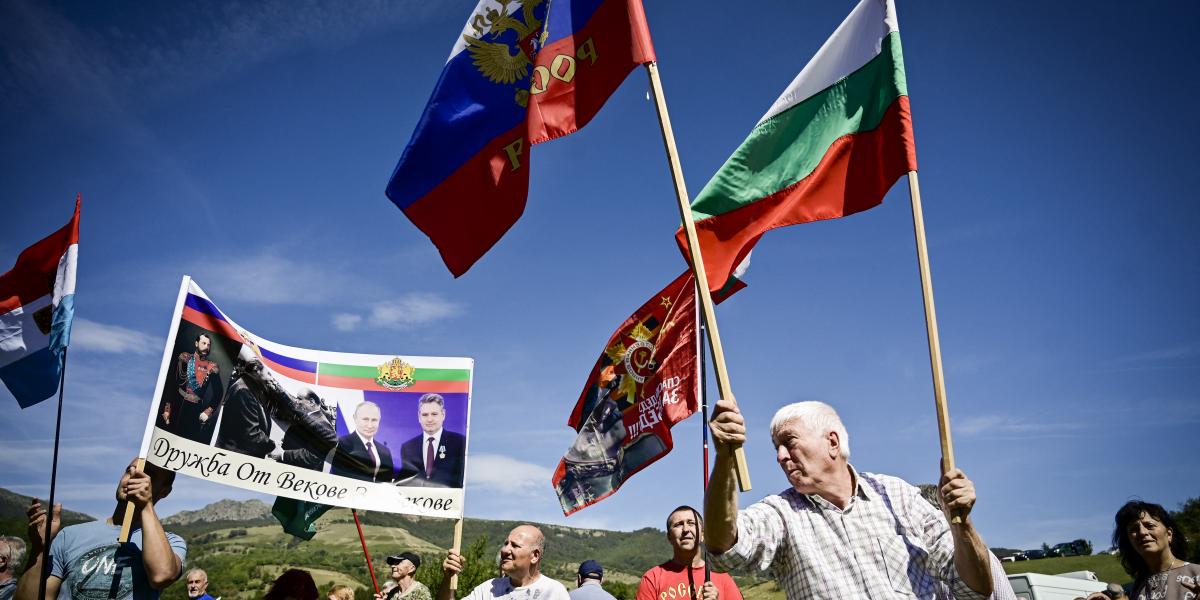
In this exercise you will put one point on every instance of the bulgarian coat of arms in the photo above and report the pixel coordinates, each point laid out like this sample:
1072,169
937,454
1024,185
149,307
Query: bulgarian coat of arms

**WORK REQUIRED**
Copy every line of the records above word for word, leaving out the pictures.

**TASK SOLUTION**
In this exercise you will put one point on every instance of the bulgarian coat of arms in the photo above and report the pixel coordinates, each point laid out like this sample:
1072,169
937,454
1024,185
149,307
Query: bulgarian coat of arms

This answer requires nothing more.